**TASK TO CARRY OUT:** Copy out all of the data exactly as it appears.

[SUPPLIED MATERIAL — start]

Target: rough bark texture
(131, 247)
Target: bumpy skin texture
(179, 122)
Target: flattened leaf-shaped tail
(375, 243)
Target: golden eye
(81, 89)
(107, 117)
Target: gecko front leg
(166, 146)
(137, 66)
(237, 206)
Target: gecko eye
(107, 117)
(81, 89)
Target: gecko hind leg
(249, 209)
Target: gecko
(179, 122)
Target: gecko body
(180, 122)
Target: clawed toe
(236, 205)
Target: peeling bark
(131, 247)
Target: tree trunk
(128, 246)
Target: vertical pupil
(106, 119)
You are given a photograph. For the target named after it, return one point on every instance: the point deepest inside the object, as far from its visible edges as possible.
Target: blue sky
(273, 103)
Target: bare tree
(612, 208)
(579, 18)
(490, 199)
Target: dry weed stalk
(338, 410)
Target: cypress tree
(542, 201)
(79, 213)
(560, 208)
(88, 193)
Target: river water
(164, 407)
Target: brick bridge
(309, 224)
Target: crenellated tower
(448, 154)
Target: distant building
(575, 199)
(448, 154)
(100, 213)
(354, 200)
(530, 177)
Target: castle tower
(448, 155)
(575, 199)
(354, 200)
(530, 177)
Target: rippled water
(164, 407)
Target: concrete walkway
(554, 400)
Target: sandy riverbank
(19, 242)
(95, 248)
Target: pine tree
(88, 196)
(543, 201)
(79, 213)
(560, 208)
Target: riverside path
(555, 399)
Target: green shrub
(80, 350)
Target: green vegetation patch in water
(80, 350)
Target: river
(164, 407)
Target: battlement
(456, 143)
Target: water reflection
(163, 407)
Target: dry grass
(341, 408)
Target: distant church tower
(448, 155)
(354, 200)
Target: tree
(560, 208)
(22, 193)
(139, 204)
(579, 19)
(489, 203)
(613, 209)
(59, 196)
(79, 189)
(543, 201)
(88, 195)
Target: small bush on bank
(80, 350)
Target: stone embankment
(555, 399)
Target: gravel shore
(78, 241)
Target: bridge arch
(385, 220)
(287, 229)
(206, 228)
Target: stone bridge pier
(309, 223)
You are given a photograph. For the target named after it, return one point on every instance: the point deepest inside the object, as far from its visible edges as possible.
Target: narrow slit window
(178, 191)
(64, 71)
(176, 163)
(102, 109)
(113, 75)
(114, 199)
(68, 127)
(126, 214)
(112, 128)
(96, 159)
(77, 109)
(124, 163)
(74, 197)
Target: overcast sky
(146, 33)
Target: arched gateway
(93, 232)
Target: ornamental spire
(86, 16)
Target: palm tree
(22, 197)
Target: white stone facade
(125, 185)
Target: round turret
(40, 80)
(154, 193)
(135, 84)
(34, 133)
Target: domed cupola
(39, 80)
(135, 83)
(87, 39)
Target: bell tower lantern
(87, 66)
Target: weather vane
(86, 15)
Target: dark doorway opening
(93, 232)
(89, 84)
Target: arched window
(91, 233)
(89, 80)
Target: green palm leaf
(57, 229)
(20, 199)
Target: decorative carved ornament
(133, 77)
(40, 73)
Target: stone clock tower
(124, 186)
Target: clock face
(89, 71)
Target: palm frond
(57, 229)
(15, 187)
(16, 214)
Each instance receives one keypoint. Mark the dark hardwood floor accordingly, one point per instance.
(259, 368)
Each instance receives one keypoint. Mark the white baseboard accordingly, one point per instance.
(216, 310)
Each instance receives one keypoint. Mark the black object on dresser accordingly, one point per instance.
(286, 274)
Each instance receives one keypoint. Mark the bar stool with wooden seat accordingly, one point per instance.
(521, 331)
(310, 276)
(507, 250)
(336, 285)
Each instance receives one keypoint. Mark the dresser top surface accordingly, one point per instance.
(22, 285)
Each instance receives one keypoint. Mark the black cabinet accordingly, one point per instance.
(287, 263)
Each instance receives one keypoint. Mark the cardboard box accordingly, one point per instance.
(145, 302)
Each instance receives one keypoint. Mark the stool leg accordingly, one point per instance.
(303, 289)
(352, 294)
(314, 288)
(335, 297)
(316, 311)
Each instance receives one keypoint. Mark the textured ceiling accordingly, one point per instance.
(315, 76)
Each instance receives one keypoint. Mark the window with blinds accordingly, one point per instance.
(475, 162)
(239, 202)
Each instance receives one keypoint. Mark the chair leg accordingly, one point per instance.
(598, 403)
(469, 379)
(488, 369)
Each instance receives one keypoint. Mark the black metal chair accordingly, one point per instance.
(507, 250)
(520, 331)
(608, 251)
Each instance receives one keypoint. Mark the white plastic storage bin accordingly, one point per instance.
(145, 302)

[SUPPLIED MATERIAL — finish]

**RESPONSE:**
Target: rough bark texture
(131, 247)
Target: bumpy skin texture
(179, 122)
Target: flattened leaf-shaped tail
(375, 243)
Target: golden eye
(81, 89)
(107, 117)
Target: gecko front leg
(166, 146)
(137, 66)
(237, 206)
Target: gecko eye
(107, 117)
(81, 89)
Target: gecko hind leg
(249, 209)
Target: gecko
(179, 122)
Target: gecko body
(180, 122)
Target: clawed toe
(236, 205)
Target: peeling bark
(131, 247)
Target: tree trunk
(128, 246)
Target: vertical pupil
(106, 119)
You are given a photograph. For the target named after it, return one point on every instance: the point deepest inside the object, as far from its visible edges as possible.
Target: blue sky
(273, 103)
Target: bare tree
(612, 208)
(579, 18)
(490, 199)
Target: dry weed stalk
(338, 410)
Target: cypress tree
(542, 201)
(79, 213)
(560, 208)
(88, 193)
Target: river water
(164, 407)
Target: brick bridge
(309, 224)
Target: crenellated tower
(448, 154)
Target: distant building
(575, 199)
(448, 154)
(100, 213)
(354, 200)
(530, 177)
Target: castle tower
(448, 155)
(575, 199)
(354, 200)
(530, 177)
Target: rippled water
(164, 407)
Target: concrete walkway
(554, 400)
Target: sandy riverbank
(19, 242)
(95, 248)
Target: pine tree
(88, 196)
(543, 201)
(79, 213)
(560, 208)
Target: riverside path
(555, 399)
Target: green shrub
(80, 350)
Target: green vegetation patch in water
(80, 350)
Target: river
(164, 407)
Target: battlement
(456, 143)
Target: water reflection
(163, 407)
Target: dry grass
(341, 408)
Target: distant church tower
(448, 155)
(354, 200)
Target: tree
(560, 208)
(22, 193)
(139, 204)
(579, 19)
(489, 203)
(613, 209)
(59, 196)
(79, 189)
(543, 201)
(88, 195)
Target: small bush on bank
(80, 350)
Target: stone embankment
(555, 399)
Target: gravel shore
(78, 241)
Target: bridge arch
(385, 220)
(287, 229)
(206, 228)
Target: stone bridge pier
(309, 223)
You are given a photograph. For the target named after it, return one point on every instance: the point deepest inside the object, as far from its visible edges as possible.
Target: narrow slit window
(178, 191)
(64, 71)
(176, 163)
(102, 109)
(113, 75)
(114, 199)
(68, 127)
(126, 214)
(112, 128)
(96, 159)
(77, 109)
(124, 163)
(74, 197)
Target: overcast sky
(146, 33)
Target: arched gateway
(93, 232)
Target: ornamental spire
(86, 16)
Target: palm tree
(22, 197)
Target: white stone facade
(125, 185)
Target: round turret
(40, 80)
(154, 193)
(135, 84)
(34, 133)
Target: domed cupola
(39, 80)
(135, 83)
(87, 39)
Target: bell tower lantern
(87, 66)
Target: weather vane
(86, 15)
Target: dark doorway opening
(93, 232)
(89, 84)
Target: arched window
(91, 233)
(89, 80)
Target: green palm leaf
(57, 229)
(20, 199)
Target: decorative carved ornament
(133, 77)
(40, 73)
Target: stone clock tower
(124, 186)
Target: clock face
(89, 71)
Target: palm frond
(57, 229)
(15, 187)
(16, 214)
Each instance receives one keypoint. Mark the dark hardwood floor accordingly, one point per instance.
(259, 368)
Each instance receives one keypoint. Mark the white baseboard accordingly, one point per instance.
(216, 310)
Each instance receives one keypoint. Mark the black object on dresser accordingly, one point per instance.
(286, 274)
Each instance receives one keypoint. Mark the bar stool with wooden seat accordingly, one point per instance.
(521, 331)
(310, 276)
(507, 250)
(336, 285)
Each instance receives one keypoint. Mark the dresser top surface accordingly, one point per instance.
(22, 285)
Each instance receives one keypoint. Mark the black cabinet accordingly, one point per instance.
(287, 263)
Each instance receives one keypoint. Mark the cardboard box accordingly, one point per instance.
(145, 302)
Each instance receives one keypoint. Mark the stool leg accordingly, one point per instance.
(303, 289)
(352, 294)
(314, 288)
(335, 297)
(316, 311)
Each instance receives one keypoint. Mark the textured ceiling accordingly, one point per instance.
(315, 76)
Each instance receives one keypoint. Mark the window with blinds accordingly, one point per instance.
(475, 162)
(239, 202)
Each instance receives one keypoint. Mark the chair leg accordingly, one point per instance.
(598, 403)
(469, 379)
(488, 369)
Each instance receives one keypoint. Mark the black metal chair accordingly, one point per instance.
(507, 250)
(520, 331)
(608, 251)
Each instance receives one keypoint. Mark the white plastic storage bin accordingly, one point per instance.
(145, 302)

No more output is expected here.